→ Stated task
Update the stretch from the line containing "One point goes on each instance of the glass" through the end of the rows, replacing "pavement" with "asphalt" and leaving everything else unchanged.

━━━━━ Source data

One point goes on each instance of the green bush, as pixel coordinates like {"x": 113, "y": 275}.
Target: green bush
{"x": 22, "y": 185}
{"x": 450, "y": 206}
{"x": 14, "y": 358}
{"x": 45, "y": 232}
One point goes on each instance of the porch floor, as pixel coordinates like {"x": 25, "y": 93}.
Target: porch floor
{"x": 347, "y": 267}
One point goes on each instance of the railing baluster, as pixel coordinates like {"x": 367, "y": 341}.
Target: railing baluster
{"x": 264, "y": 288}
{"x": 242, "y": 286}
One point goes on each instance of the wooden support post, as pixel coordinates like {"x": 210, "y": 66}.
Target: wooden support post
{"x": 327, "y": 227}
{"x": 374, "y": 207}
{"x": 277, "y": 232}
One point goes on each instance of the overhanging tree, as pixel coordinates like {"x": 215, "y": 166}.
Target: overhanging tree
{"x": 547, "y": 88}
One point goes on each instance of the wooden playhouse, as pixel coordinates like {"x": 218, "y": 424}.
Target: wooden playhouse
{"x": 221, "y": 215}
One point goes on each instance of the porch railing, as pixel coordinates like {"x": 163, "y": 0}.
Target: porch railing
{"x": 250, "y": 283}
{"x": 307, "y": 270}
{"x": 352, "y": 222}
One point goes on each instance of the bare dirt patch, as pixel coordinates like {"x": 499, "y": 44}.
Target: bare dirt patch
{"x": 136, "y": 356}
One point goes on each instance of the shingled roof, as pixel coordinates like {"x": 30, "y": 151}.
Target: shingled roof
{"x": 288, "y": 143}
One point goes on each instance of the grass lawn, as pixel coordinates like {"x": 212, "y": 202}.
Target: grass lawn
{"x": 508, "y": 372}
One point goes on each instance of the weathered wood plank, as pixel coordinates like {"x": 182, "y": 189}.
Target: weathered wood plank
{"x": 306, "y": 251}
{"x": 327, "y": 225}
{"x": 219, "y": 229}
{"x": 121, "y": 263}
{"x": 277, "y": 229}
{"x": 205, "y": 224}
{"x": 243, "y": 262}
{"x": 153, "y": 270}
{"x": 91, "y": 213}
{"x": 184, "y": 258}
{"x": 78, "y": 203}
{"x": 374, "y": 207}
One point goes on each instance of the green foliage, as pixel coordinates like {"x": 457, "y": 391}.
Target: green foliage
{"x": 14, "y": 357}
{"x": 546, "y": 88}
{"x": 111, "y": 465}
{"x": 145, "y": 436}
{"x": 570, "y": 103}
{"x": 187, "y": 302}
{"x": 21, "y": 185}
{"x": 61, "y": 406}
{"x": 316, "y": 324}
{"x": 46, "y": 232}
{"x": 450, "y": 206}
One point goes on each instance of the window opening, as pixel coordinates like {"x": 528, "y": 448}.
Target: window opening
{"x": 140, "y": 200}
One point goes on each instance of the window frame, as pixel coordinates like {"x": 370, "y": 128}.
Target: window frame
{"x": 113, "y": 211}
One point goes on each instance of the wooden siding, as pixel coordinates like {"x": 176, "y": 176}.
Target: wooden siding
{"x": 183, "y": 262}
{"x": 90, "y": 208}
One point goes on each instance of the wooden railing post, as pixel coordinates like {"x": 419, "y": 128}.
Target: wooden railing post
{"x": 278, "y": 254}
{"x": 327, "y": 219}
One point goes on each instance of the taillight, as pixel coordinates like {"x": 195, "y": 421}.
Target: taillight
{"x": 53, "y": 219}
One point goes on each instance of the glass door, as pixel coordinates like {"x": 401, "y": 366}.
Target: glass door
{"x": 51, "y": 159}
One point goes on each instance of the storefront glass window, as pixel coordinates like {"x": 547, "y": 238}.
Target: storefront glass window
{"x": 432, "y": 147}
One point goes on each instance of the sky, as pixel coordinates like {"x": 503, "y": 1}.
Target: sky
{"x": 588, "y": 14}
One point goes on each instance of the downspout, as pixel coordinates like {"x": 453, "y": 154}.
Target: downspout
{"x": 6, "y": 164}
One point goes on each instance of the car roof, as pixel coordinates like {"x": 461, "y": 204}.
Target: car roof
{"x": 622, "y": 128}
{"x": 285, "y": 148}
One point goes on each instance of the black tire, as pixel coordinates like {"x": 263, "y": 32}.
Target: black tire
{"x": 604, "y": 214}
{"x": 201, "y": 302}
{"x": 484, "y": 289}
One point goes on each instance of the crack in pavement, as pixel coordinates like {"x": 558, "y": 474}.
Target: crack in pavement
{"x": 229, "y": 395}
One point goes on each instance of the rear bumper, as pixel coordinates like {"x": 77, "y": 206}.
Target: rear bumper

━━━━━━━━━━

→ Response to the exercise
One point goes on each instance of the glass door, as pixel coordinates like {"x": 401, "y": 366}.
Target: glass door
{"x": 51, "y": 159}
One point goes on each instance of the storefront glass window, as pixel coordinates like {"x": 547, "y": 238}.
Target: storefront glass window
{"x": 432, "y": 147}
One point goes on each instance of the sky, as pixel coordinates like {"x": 503, "y": 1}.
Target: sky
{"x": 588, "y": 14}
One point goes on each instance of the downspout, as pixel coordinates like {"x": 453, "y": 154}.
Target: downspout
{"x": 6, "y": 164}
One point goes on each instance of the car roof, as pixel coordinates like {"x": 461, "y": 204}.
Target: car roof
{"x": 622, "y": 128}
{"x": 285, "y": 148}
One point goes on each instance of the black tire, as pixel coordinates like {"x": 263, "y": 32}.
Target: black tire
{"x": 604, "y": 214}
{"x": 201, "y": 302}
{"x": 484, "y": 289}
One point goes on each instance of the crack in asphalt, as pixel coordinates like {"x": 558, "y": 474}.
Target: crack in asphalt
{"x": 229, "y": 395}
One point goes on each instance of the rear bumper, as pixel coordinates like {"x": 77, "y": 206}.
Target: rear bumper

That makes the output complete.